[TASK INSTRUCTIONS]:
Reproduce every line of the records below, requests included, scaling each x and y coordinate in the answers by a factor of 1.8 and rounding to the nearest whole number, with halves rounded up. Leave the numbers in the requests and in their format samples unchanged.

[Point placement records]
━━━━━━━━━━━━━━━━━━━━━━━━━━━━━━

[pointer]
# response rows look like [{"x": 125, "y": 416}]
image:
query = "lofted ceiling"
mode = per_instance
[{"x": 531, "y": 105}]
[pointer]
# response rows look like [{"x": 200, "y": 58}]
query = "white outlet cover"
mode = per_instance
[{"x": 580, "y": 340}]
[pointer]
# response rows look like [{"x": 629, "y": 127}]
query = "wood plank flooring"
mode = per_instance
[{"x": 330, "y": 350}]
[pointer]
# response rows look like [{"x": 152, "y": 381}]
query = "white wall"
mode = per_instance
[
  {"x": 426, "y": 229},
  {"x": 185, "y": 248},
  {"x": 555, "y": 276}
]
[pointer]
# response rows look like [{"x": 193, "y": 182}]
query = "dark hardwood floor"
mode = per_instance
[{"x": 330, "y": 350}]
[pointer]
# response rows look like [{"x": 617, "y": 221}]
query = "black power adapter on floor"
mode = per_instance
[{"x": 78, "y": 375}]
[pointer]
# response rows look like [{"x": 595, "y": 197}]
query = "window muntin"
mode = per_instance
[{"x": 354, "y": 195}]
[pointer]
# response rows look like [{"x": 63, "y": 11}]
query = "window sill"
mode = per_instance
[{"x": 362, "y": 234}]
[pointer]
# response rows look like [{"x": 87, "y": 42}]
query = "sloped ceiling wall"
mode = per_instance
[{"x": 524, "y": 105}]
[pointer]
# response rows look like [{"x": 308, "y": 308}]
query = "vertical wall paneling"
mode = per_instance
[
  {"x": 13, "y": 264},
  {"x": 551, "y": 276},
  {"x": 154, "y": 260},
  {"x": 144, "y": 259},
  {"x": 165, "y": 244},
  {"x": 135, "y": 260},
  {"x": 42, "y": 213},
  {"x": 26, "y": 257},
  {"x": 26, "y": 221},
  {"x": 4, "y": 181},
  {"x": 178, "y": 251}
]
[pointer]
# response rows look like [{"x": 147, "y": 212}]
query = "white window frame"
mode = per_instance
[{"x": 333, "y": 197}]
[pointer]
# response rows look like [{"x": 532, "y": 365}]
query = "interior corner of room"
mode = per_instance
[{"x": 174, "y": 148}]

━━━━━━━━━━━━━━━━━━━━━━━━━━━━━━

[WRITTEN SOLUTION]:
[pointer]
# response rows look like [{"x": 125, "y": 416}]
image:
query = "lofted ceiling"
mode = per_instance
[{"x": 956, "y": 189}]
[pointer]
# response rows look like [{"x": 200, "y": 58}]
query = "white outlet cover"
mode = per_instance
[{"x": 1044, "y": 612}]
[pointer]
# response rows look like [{"x": 629, "y": 127}]
query = "wood plank flooring"
mode = per_instance
[{"x": 594, "y": 630}]
[pointer]
# response rows look like [{"x": 152, "y": 381}]
query = "white wall"
mode = per_instance
[
  {"x": 767, "y": 412},
  {"x": 333, "y": 446},
  {"x": 999, "y": 497}
]
[pointer]
# response rows look like [{"x": 193, "y": 182}]
query = "dark hardwood floor"
mode = per_instance
[{"x": 594, "y": 630}]
[pointer]
# response rows look like [{"x": 617, "y": 221}]
query = "black power adapter on floor"
mode = per_instance
[{"x": 140, "y": 675}]
[pointer]
# response rows look like [{"x": 595, "y": 197}]
query = "window muntin"
mode = per_instance
[{"x": 637, "y": 351}]
[pointer]
# response rows look like [{"x": 63, "y": 11}]
query = "window sill"
mode = per_instance
[{"x": 652, "y": 421}]
[pointer]
# response rows look like [{"x": 87, "y": 42}]
query = "sloped ceiling wall"
mode = per_instance
[{"x": 943, "y": 189}]
[pointer]
# response rows look like [{"x": 308, "y": 308}]
query = "vertical wall paneling"
mode = per_instance
[
  {"x": 23, "y": 475},
  {"x": 992, "y": 497},
  {"x": 277, "y": 468},
  {"x": 259, "y": 466},
  {"x": 297, "y": 439},
  {"x": 243, "y": 468},
  {"x": 76, "y": 383},
  {"x": 47, "y": 463},
  {"x": 47, "y": 398},
  {"x": 7, "y": 326},
  {"x": 320, "y": 452}
]
[pointer]
# response rows look like [{"x": 147, "y": 212}]
query = "white window frame"
mode = per_instance
[{"x": 599, "y": 355}]
[pointer]
# response rows look like [{"x": 532, "y": 365}]
query = "interior corner of room"
mode = per_instance
[{"x": 313, "y": 266}]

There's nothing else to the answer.